**Problem to solve**
Set down every entry word for word. Omit the pictures.
:: Data provided ::
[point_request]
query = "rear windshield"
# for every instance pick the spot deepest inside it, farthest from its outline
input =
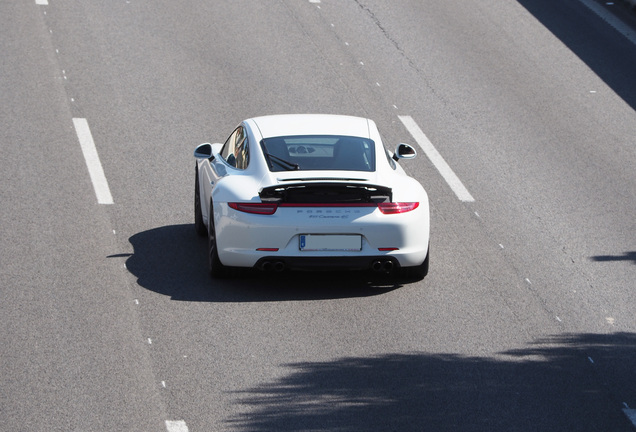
(319, 152)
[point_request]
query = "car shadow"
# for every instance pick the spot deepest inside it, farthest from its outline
(551, 385)
(172, 260)
(627, 256)
(614, 62)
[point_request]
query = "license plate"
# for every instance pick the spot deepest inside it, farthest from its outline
(322, 242)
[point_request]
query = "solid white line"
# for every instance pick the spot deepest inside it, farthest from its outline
(95, 170)
(606, 15)
(176, 426)
(431, 152)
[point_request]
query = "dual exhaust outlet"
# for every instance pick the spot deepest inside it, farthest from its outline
(377, 266)
(382, 266)
(273, 266)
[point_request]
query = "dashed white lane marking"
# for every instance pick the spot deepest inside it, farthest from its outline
(608, 17)
(431, 152)
(95, 170)
(176, 426)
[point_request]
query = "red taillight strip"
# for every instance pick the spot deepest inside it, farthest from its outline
(394, 208)
(255, 208)
(328, 205)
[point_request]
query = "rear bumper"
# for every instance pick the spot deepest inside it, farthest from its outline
(376, 263)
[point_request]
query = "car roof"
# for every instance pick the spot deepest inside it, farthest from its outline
(311, 124)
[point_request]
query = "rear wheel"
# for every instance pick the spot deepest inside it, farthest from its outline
(419, 271)
(217, 269)
(199, 226)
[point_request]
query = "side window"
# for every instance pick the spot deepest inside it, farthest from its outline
(235, 151)
(389, 157)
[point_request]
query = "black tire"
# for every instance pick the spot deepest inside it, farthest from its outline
(217, 269)
(199, 226)
(420, 271)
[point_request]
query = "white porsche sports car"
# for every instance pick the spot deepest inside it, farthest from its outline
(310, 192)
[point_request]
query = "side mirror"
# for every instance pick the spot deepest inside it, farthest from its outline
(203, 151)
(404, 151)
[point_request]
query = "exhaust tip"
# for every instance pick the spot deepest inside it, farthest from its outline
(266, 266)
(376, 266)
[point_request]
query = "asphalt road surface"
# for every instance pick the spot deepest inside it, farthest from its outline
(526, 322)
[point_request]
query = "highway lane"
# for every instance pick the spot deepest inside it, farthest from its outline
(526, 320)
(70, 355)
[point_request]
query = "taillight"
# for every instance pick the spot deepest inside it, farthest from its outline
(255, 208)
(393, 208)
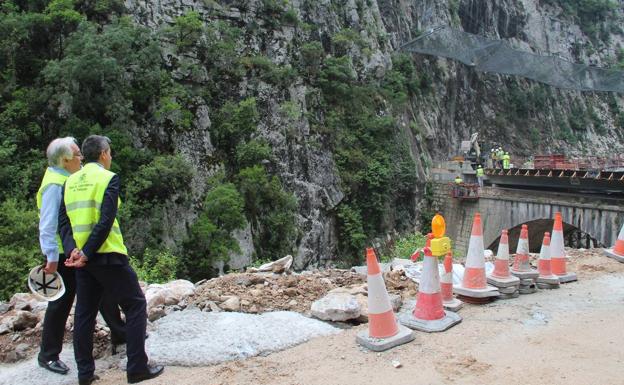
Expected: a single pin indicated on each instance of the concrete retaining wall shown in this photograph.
(601, 218)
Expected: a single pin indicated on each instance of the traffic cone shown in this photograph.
(417, 253)
(474, 283)
(546, 279)
(429, 314)
(617, 251)
(384, 332)
(507, 284)
(557, 252)
(521, 267)
(446, 286)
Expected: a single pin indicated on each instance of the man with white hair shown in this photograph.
(64, 159)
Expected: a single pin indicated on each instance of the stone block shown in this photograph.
(489, 291)
(404, 336)
(611, 254)
(453, 305)
(440, 325)
(525, 274)
(569, 277)
(547, 286)
(508, 290)
(509, 296)
(552, 280)
(503, 282)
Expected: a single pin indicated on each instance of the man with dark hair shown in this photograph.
(64, 159)
(89, 228)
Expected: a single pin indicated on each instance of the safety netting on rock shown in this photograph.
(497, 56)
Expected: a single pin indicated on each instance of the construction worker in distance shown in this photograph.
(480, 174)
(506, 160)
(500, 153)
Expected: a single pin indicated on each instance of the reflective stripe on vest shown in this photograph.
(84, 192)
(51, 177)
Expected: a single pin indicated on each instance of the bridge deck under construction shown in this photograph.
(601, 182)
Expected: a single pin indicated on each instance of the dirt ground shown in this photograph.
(571, 335)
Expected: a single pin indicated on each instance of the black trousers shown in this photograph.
(121, 285)
(58, 311)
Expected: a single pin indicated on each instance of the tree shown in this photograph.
(210, 238)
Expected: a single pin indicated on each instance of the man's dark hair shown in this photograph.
(93, 146)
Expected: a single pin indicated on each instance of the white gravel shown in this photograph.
(195, 338)
(191, 338)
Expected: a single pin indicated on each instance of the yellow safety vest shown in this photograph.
(51, 177)
(84, 193)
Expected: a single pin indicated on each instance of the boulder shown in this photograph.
(181, 288)
(280, 266)
(26, 302)
(395, 301)
(155, 313)
(336, 306)
(231, 304)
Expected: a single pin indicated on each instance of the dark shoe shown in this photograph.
(152, 372)
(88, 381)
(57, 366)
(116, 342)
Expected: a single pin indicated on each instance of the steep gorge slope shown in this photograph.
(426, 108)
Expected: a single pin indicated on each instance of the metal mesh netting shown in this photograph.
(489, 55)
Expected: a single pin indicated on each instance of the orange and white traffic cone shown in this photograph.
(384, 332)
(617, 251)
(446, 286)
(474, 287)
(522, 267)
(546, 279)
(429, 314)
(558, 259)
(418, 252)
(507, 284)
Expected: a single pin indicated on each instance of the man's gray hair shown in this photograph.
(59, 149)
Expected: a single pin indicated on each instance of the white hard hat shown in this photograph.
(46, 287)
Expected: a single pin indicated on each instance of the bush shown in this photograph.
(156, 266)
(19, 250)
(161, 179)
(270, 210)
(210, 238)
(406, 245)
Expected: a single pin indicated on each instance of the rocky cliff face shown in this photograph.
(524, 116)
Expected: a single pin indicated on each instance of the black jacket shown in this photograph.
(108, 212)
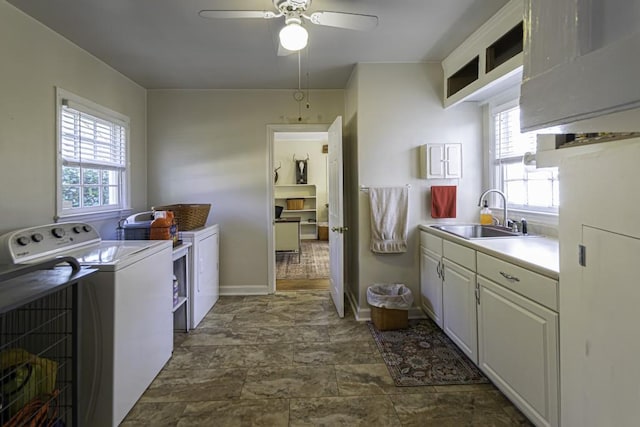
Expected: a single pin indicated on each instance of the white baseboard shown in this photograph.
:::
**The answer**
[point_request]
query = "rear windshield"
# for every instance pick the spot deepest inside it, farthest from its outline
input =
(319, 152)
[point_request]
query = "car shadow"
# for every instance pick the spot deepest inside it, farthest from its outline
(551, 385)
(172, 260)
(627, 256)
(614, 62)
[point_request]
query = "license plate"
# for every instance pick the spot deepest inside it, farthest from its outline
(322, 242)
[point_request]
query = "solid white line"
# for every instance pick the spot deepest inside it, farthest from its outline
(95, 170)
(606, 15)
(176, 426)
(431, 152)
[point_request]
query = "dual exhaust outlet"
# for every instance pick the spot deepest inside it, farthest from its outline
(377, 266)
(382, 266)
(273, 266)
[point_request]
query = "dashed white lane marking"
# for every instance pick the spot deepest inside it, farthest from its outline
(608, 17)
(431, 152)
(95, 170)
(176, 426)
[point_request]
query = "red taillight strip"
# for every instance pick the spot deepest inside it, farthest from its outline
(394, 208)
(255, 208)
(328, 205)
[point_request]
query = "rear bumper"
# for every instance pick the spot deepest inside it, farthest from its outline
(376, 263)
[point_request]
query = "car roof"
# for every instance pick the spot deepest inside it, farthest from its outline
(311, 124)
[point_request]
query = "rear wheel"
# for every instance pick the spot deepest inside it, farthest from its outline
(419, 271)
(217, 269)
(199, 226)
[point_request]
query = "side window"
# for every instance pick the spot deepest inside it, farthest from its outline
(235, 151)
(389, 157)
[point_request]
query = "black tire"
# for every instance pick the spot deepest inside it, farthest from its outline
(217, 269)
(199, 226)
(420, 271)
[point_request]
query = "white porsche sports car"
# for every instance pick the spot deepest inside it, farthest from its outline
(310, 192)
[point_request]
query = "side mirror"
# for every instance pick the spot deepest inside it, farthest from its outline
(203, 151)
(404, 151)
[point_request]
query = "exhaust tip"
# for every instance pick the spot deepest inside it, farthest from its outline
(266, 266)
(376, 266)
[point_request]
query = "asphalt road surface"
# for every instance pick the spot deepest inside it, farthest from its outline
(526, 322)
[point_request]
query = "highway lane"
# for every instance pick the spot deepest inside it, farthest from its outline
(526, 320)
(70, 355)
[point_request]
query = "taillight"
# for every instance pick the spot deepest inside it, farthest from its outline
(255, 208)
(393, 208)
Expected: a single pin indicated on each instance of the concrete retaining wall shown in this photograph.
(601, 218)
Expected: a single pin indicated on each instance of the traffic cone shown in this photograph.
(417, 253)
(474, 283)
(546, 279)
(429, 314)
(617, 251)
(384, 332)
(507, 284)
(557, 252)
(521, 267)
(446, 286)
Expected: a single pin indicated on each instance of the man with white hair shown in this photograph.
(64, 159)
Expected: a single pin indicated on each instance of the stone block shown in this photograph.
(489, 291)
(404, 336)
(611, 254)
(453, 305)
(440, 325)
(525, 274)
(569, 277)
(547, 286)
(508, 290)
(509, 296)
(552, 280)
(503, 282)
Expected: a single pin indicated on each instance of the man with dark hair shown in this photograph.
(64, 159)
(89, 228)
Expected: a single pin indicated on each instance of the safety netting on rock shown in this photograph.
(497, 56)
Expected: a single pin indicated on each instance of the construction worker in distance shown in this photograph.
(480, 174)
(506, 160)
(500, 153)
Expected: a single pin indicated on each instance of the reflective stripe on vest shown in this photograph.
(84, 192)
(51, 177)
Expected: a single pin indicated on each instance of the bridge deck under construction shown in this photograph.
(601, 182)
Expected: a single pin indicated on each instance of the dirt ground shown in this photograph.
(571, 335)
Expected: a single pin indicated on each instance of the black trousers shown in this photograph.
(121, 285)
(58, 311)
Expected: a single pin indicated on each instance of the tree shown in this photograph.
(210, 238)
Expected: a single pin indicated on each instance of the man's dark hair shown in this photograph.
(93, 146)
Expected: a single pin indicated on each instance of the white gravel shown in this photograph.
(195, 338)
(191, 338)
Expected: a single pin indicated on each instance of the yellow safety vest shown in this photograph.
(51, 177)
(84, 193)
Expected: a single pin indicated on each instance of the boulder shown in this photograph.
(181, 288)
(280, 266)
(26, 302)
(395, 301)
(155, 313)
(336, 306)
(231, 304)
Expected: a single pin indicated on each instance of the dark shoe shown in this photograph.
(152, 372)
(88, 381)
(57, 366)
(116, 342)
Expected: a single pin indicated on each instance of the steep gorge slope shown in this photograph.
(426, 108)
Expected: a single pin indicated on each instance of the metal mesh netting shown in this photograph.
(489, 55)
Expected: a single pin indicated on each instance of the orange and white traffic cone shown in this photograph.
(384, 332)
(617, 251)
(446, 286)
(474, 287)
(522, 267)
(546, 279)
(429, 314)
(558, 259)
(418, 252)
(507, 284)
Expected: a single pin indicated on each instance of the man's gray hair shown in this photograph.
(59, 149)
Expected: a single pin indicated on each instance of the white hard hat shown in this photograph.
(46, 287)
Expected: a single pin indicated on each instance of the bush shown in this photograph.
(156, 266)
(19, 250)
(161, 179)
(270, 210)
(210, 238)
(406, 245)
Expected: a single pin indicated on each instance of the rocky cliff face shown in this photograph.
(524, 116)
Expected: a single pin indicated on each instance of the black jacket shown in this photograph.
(108, 212)
Expected: a single pin indicated on each instance of the white baseboard shown in this photograph.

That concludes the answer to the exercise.